What you are asked to do:
Give back each line in the rows below that contains the word "grass". Case counts.

Input for this task:

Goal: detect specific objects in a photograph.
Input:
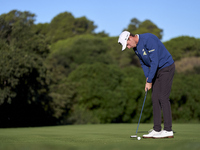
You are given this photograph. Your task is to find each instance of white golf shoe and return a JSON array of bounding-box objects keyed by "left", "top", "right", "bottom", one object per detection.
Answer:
[
  {"left": 153, "top": 130, "right": 174, "bottom": 139},
  {"left": 143, "top": 130, "right": 161, "bottom": 138}
]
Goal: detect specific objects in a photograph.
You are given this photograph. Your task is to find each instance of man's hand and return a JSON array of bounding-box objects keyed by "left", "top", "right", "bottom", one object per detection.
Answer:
[{"left": 145, "top": 78, "right": 152, "bottom": 92}]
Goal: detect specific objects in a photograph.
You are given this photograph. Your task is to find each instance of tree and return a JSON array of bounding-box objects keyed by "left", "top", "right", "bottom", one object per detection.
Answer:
[
  {"left": 164, "top": 36, "right": 200, "bottom": 61},
  {"left": 48, "top": 12, "right": 96, "bottom": 42},
  {"left": 0, "top": 10, "right": 54, "bottom": 126},
  {"left": 124, "top": 18, "right": 163, "bottom": 39}
]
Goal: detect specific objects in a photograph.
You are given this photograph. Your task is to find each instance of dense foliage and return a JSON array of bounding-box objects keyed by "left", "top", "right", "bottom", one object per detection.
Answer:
[{"left": 0, "top": 10, "right": 200, "bottom": 127}]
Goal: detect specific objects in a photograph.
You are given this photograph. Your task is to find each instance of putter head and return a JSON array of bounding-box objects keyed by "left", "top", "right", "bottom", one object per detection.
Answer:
[{"left": 130, "top": 135, "right": 137, "bottom": 138}]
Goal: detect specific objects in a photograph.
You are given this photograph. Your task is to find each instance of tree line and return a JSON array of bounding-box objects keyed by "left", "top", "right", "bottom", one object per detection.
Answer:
[{"left": 0, "top": 10, "right": 200, "bottom": 127}]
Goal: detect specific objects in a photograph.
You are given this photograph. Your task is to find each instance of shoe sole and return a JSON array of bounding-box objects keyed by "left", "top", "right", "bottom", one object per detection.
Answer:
[{"left": 152, "top": 136, "right": 174, "bottom": 139}]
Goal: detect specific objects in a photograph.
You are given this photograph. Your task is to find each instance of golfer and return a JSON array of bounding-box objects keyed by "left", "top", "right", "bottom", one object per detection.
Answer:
[{"left": 118, "top": 31, "right": 175, "bottom": 138}]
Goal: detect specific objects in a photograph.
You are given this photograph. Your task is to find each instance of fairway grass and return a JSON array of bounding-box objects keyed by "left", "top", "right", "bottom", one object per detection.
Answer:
[{"left": 0, "top": 124, "right": 200, "bottom": 150}]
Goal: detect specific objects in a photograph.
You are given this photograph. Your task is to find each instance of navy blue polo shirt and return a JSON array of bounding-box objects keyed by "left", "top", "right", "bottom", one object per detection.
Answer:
[{"left": 134, "top": 33, "right": 174, "bottom": 83}]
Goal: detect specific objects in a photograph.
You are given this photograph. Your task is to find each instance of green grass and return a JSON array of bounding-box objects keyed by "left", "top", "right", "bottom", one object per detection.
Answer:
[{"left": 0, "top": 124, "right": 200, "bottom": 150}]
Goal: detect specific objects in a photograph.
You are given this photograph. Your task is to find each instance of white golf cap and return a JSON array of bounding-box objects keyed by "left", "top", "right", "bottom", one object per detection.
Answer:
[{"left": 118, "top": 31, "right": 130, "bottom": 51}]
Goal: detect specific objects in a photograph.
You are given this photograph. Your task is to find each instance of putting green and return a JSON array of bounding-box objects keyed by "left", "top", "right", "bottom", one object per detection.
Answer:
[{"left": 0, "top": 124, "right": 200, "bottom": 150}]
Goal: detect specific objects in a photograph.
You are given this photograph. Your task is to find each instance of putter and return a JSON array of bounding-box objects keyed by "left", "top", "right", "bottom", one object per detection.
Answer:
[{"left": 130, "top": 89, "right": 148, "bottom": 138}]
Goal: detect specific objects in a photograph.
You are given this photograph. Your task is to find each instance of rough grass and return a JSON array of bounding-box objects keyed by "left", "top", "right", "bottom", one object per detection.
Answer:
[
  {"left": 0, "top": 124, "right": 200, "bottom": 150},
  {"left": 175, "top": 57, "right": 200, "bottom": 73}
]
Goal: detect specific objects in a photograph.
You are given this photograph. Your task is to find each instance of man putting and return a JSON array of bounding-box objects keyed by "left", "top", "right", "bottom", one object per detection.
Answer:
[{"left": 118, "top": 31, "right": 175, "bottom": 138}]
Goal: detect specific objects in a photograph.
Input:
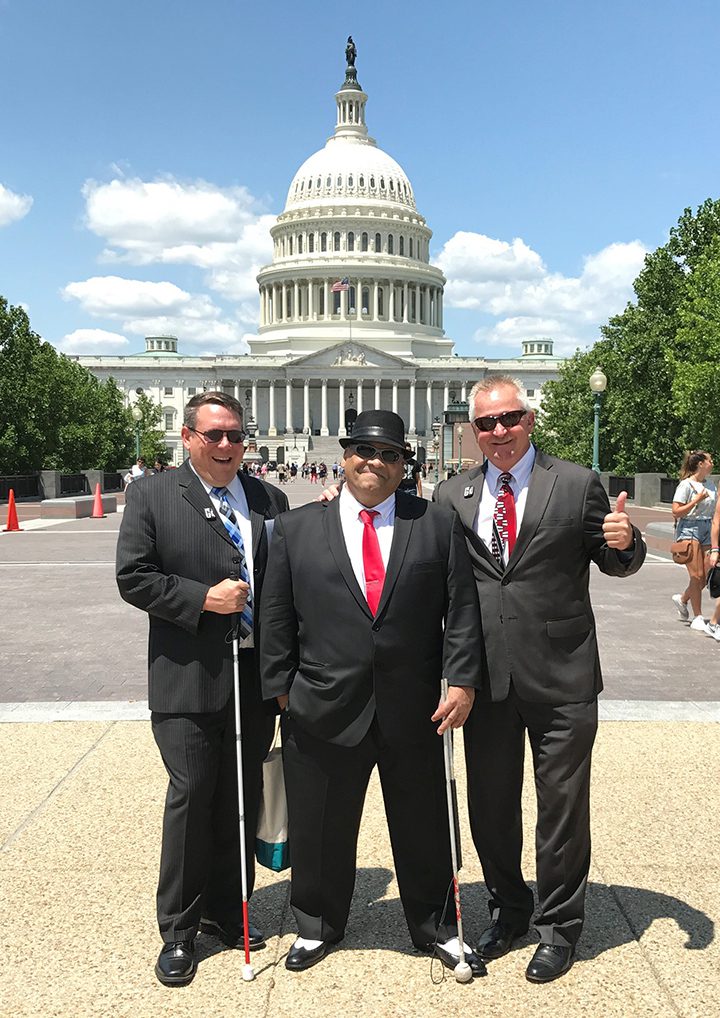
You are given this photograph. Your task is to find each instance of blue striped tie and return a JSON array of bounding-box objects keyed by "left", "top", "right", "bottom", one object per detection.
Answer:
[{"left": 210, "top": 488, "right": 253, "bottom": 639}]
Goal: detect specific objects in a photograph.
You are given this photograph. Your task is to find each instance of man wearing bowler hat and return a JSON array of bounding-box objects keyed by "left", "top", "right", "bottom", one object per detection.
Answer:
[{"left": 260, "top": 410, "right": 485, "bottom": 974}]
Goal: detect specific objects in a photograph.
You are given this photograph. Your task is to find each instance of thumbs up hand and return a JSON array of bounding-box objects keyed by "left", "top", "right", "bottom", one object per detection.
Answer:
[{"left": 603, "top": 492, "right": 634, "bottom": 552}]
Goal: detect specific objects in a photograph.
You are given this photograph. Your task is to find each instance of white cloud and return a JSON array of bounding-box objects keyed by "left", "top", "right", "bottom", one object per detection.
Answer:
[
  {"left": 0, "top": 184, "right": 33, "bottom": 226},
  {"left": 57, "top": 329, "right": 130, "bottom": 354},
  {"left": 436, "top": 232, "right": 647, "bottom": 354},
  {"left": 82, "top": 177, "right": 275, "bottom": 307}
]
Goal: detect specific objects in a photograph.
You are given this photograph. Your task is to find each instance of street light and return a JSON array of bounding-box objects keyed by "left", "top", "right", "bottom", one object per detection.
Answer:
[
  {"left": 590, "top": 367, "right": 608, "bottom": 473},
  {"left": 130, "top": 403, "right": 143, "bottom": 459}
]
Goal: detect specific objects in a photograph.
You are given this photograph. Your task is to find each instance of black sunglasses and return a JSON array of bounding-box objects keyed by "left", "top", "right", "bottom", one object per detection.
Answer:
[
  {"left": 351, "top": 445, "right": 402, "bottom": 463},
  {"left": 473, "top": 410, "right": 528, "bottom": 432},
  {"left": 187, "top": 428, "right": 245, "bottom": 445}
]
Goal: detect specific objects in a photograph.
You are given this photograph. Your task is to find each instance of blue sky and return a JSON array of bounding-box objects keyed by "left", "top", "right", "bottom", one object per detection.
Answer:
[{"left": 0, "top": 0, "right": 720, "bottom": 357}]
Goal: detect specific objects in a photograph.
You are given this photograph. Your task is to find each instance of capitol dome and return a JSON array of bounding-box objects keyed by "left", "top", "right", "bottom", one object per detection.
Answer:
[{"left": 251, "top": 43, "right": 453, "bottom": 357}]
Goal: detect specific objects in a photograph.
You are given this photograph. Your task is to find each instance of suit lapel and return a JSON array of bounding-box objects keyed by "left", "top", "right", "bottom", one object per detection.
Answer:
[
  {"left": 323, "top": 499, "right": 372, "bottom": 618},
  {"left": 177, "top": 460, "right": 235, "bottom": 548},
  {"left": 505, "top": 452, "right": 557, "bottom": 573},
  {"left": 377, "top": 495, "right": 416, "bottom": 615}
]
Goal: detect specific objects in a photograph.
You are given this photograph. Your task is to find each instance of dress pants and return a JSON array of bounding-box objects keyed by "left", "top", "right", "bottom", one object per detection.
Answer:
[
  {"left": 282, "top": 715, "right": 457, "bottom": 947},
  {"left": 152, "top": 696, "right": 275, "bottom": 943},
  {"left": 464, "top": 686, "right": 598, "bottom": 947}
]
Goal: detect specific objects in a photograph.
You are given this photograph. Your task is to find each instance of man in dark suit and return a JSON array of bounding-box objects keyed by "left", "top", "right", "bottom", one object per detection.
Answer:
[
  {"left": 261, "top": 410, "right": 484, "bottom": 974},
  {"left": 117, "top": 392, "right": 288, "bottom": 986},
  {"left": 434, "top": 376, "right": 646, "bottom": 982}
]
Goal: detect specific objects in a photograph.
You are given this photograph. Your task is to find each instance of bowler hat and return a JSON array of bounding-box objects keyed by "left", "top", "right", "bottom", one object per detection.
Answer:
[{"left": 340, "top": 410, "right": 412, "bottom": 459}]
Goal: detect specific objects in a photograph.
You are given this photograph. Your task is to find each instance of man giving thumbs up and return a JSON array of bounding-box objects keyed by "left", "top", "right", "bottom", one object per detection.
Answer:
[{"left": 434, "top": 375, "right": 646, "bottom": 982}]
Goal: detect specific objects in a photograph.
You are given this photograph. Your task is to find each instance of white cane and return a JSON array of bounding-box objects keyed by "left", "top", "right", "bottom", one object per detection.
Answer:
[
  {"left": 232, "top": 623, "right": 255, "bottom": 982},
  {"left": 440, "top": 677, "right": 473, "bottom": 982}
]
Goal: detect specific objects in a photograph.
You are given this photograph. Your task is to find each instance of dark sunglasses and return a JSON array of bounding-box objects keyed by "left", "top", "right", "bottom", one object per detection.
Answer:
[
  {"left": 187, "top": 428, "right": 245, "bottom": 445},
  {"left": 352, "top": 445, "right": 402, "bottom": 463},
  {"left": 473, "top": 410, "right": 528, "bottom": 432}
]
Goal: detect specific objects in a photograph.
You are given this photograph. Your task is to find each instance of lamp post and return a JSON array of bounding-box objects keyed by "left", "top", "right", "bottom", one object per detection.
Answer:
[
  {"left": 432, "top": 417, "right": 442, "bottom": 485},
  {"left": 590, "top": 367, "right": 608, "bottom": 473},
  {"left": 130, "top": 403, "right": 143, "bottom": 459}
]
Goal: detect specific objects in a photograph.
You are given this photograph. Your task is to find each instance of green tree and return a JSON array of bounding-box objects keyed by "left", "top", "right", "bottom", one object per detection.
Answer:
[
  {"left": 0, "top": 297, "right": 132, "bottom": 473},
  {"left": 537, "top": 199, "right": 720, "bottom": 475}
]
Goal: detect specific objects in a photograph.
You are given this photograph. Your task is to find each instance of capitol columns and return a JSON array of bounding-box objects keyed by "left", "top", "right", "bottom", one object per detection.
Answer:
[
  {"left": 268, "top": 379, "right": 277, "bottom": 438},
  {"left": 302, "top": 379, "right": 310, "bottom": 435},
  {"left": 320, "top": 379, "right": 330, "bottom": 436},
  {"left": 337, "top": 379, "right": 345, "bottom": 437},
  {"left": 285, "top": 379, "right": 294, "bottom": 435}
]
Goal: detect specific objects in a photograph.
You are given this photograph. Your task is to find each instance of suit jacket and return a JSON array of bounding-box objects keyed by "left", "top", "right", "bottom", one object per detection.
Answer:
[
  {"left": 116, "top": 462, "right": 288, "bottom": 714},
  {"left": 433, "top": 451, "right": 647, "bottom": 703},
  {"left": 260, "top": 492, "right": 485, "bottom": 745}
]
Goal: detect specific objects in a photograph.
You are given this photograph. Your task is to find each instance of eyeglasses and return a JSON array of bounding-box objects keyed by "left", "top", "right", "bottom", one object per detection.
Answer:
[
  {"left": 473, "top": 410, "right": 528, "bottom": 432},
  {"left": 351, "top": 445, "right": 402, "bottom": 463},
  {"left": 187, "top": 428, "right": 245, "bottom": 445}
]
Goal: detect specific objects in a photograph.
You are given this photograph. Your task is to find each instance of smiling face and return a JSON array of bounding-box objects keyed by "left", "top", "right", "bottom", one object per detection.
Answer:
[
  {"left": 473, "top": 385, "right": 535, "bottom": 470},
  {"left": 180, "top": 403, "right": 245, "bottom": 488},
  {"left": 342, "top": 442, "right": 405, "bottom": 509}
]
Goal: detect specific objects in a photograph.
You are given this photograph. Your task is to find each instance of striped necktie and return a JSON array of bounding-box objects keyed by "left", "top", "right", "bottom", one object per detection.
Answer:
[
  {"left": 492, "top": 473, "right": 517, "bottom": 565},
  {"left": 210, "top": 488, "right": 253, "bottom": 640}
]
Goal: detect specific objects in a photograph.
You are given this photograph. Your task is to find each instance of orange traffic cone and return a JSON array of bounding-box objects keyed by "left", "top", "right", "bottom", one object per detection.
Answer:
[
  {"left": 4, "top": 489, "right": 20, "bottom": 530},
  {"left": 90, "top": 482, "right": 105, "bottom": 519}
]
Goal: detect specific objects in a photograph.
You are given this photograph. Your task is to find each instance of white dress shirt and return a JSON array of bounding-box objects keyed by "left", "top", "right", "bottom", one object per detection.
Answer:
[
  {"left": 190, "top": 463, "right": 256, "bottom": 648},
  {"left": 340, "top": 485, "right": 395, "bottom": 593},
  {"left": 475, "top": 445, "right": 535, "bottom": 565}
]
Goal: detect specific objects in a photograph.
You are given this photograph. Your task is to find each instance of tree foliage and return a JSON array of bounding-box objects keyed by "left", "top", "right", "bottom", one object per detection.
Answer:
[
  {"left": 0, "top": 297, "right": 133, "bottom": 473},
  {"left": 536, "top": 199, "right": 720, "bottom": 475}
]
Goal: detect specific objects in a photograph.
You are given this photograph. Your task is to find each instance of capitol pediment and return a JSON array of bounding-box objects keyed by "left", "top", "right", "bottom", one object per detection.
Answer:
[{"left": 289, "top": 342, "right": 414, "bottom": 370}]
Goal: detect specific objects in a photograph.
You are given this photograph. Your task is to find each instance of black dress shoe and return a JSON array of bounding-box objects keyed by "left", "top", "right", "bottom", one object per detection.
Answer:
[
  {"left": 285, "top": 937, "right": 342, "bottom": 972},
  {"left": 155, "top": 941, "right": 198, "bottom": 986},
  {"left": 525, "top": 944, "right": 575, "bottom": 982},
  {"left": 200, "top": 919, "right": 265, "bottom": 951},
  {"left": 477, "top": 919, "right": 528, "bottom": 961},
  {"left": 421, "top": 944, "right": 488, "bottom": 975}
]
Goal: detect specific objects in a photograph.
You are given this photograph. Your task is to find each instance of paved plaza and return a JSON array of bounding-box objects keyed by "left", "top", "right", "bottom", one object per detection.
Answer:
[{"left": 0, "top": 480, "right": 720, "bottom": 1018}]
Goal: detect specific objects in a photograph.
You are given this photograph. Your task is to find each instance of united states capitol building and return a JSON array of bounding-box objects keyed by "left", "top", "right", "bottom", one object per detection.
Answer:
[{"left": 77, "top": 40, "right": 561, "bottom": 463}]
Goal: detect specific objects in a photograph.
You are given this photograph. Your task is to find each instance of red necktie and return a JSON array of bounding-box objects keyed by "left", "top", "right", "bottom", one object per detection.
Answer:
[
  {"left": 493, "top": 473, "right": 517, "bottom": 563},
  {"left": 359, "top": 509, "right": 385, "bottom": 615}
]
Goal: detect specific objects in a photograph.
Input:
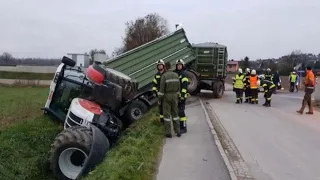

Task solution:
You are given this photograph. Your task is to find each instance of fairway grass and return a JSON array of bounding-box objects keyed by "left", "top", "right", "bottom", one object per detection.
You are given this photograph. Your task is to find each instance of green grass and return a JSON array of bounding-box objects keyed by "left", "top", "right", "bottom", one object per detection.
You are given this photograph. Your task is to find each instance of rough grass and return a JSON array of bounding-box objects keyed by "left", "top", "right", "bottom", one object per detection.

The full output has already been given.